### EXERCISE AIM:
Only the lines from the line containing "Find any visible wooden bench" to the end of the entries should be repeated, exactly as they appear.

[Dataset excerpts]

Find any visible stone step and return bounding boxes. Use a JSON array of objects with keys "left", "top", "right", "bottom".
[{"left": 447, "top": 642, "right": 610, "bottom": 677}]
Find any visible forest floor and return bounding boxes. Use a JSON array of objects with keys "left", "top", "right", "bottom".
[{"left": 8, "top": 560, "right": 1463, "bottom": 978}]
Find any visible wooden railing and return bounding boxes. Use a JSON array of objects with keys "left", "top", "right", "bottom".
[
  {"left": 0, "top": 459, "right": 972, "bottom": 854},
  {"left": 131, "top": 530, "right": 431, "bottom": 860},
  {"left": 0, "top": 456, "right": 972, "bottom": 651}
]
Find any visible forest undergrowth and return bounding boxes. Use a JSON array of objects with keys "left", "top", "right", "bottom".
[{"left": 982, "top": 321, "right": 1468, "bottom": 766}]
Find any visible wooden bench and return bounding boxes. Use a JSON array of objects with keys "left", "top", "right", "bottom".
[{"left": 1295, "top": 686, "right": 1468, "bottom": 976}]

### WRITTEN SOLUTION:
Find any visible wooden bench and return bounding boxes. Use a JSON array of objects with keys "left", "top", "right", "bottom".
[{"left": 1295, "top": 686, "right": 1468, "bottom": 976}]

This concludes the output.